Rows from a pointing dataset:

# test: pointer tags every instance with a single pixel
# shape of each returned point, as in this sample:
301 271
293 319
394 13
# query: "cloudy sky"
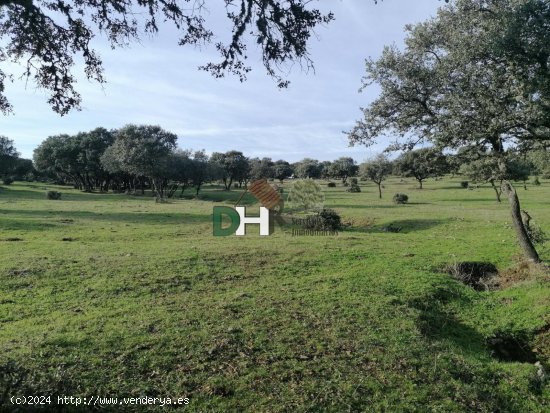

> _AIM OF THE TASK_
Reproduce the material above with "single pixel" replaced by "single coordinate" and everything else left unchanged, omitting the picture from your answer.

> _SOLUTION TO THIS EXERCISE_
# test: pointer tags every instance with a single coordinate
# shape of each returned point, as in this sample:
301 271
293 319
394 13
# query: "cloudy sky"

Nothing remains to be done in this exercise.